Material shown ::
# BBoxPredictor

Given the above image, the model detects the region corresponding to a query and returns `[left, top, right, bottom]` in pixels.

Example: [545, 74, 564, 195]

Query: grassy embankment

==

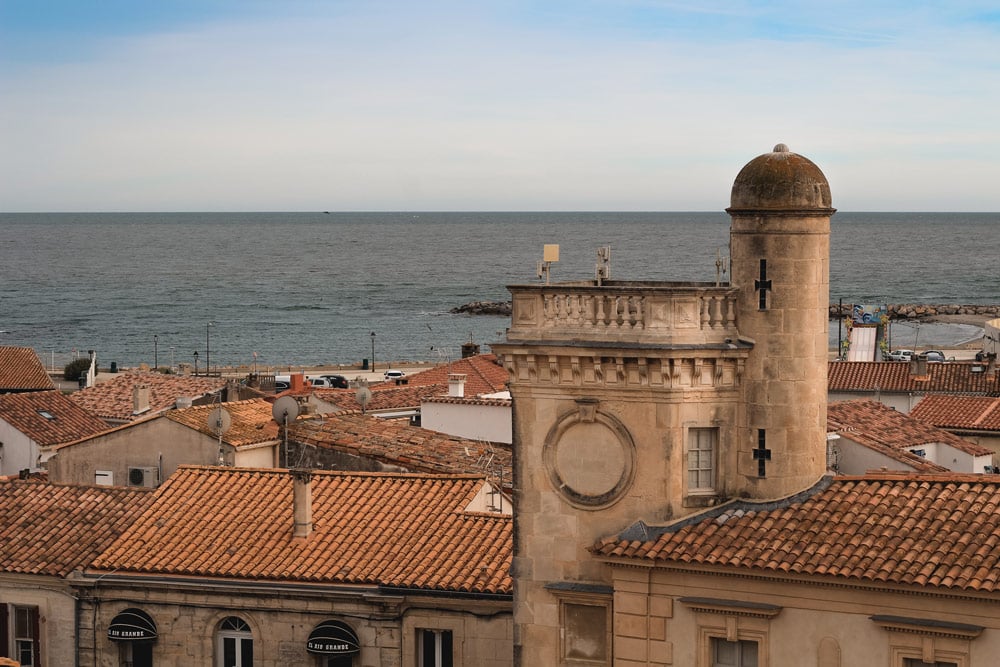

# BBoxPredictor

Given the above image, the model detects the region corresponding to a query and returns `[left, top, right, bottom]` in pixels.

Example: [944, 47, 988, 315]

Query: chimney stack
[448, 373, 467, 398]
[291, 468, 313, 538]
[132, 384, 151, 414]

Your objective ::
This exercise requires the lines of the entries containing the string "Example".

Response ::
Example: [545, 74, 564, 195]
Example: [944, 47, 988, 315]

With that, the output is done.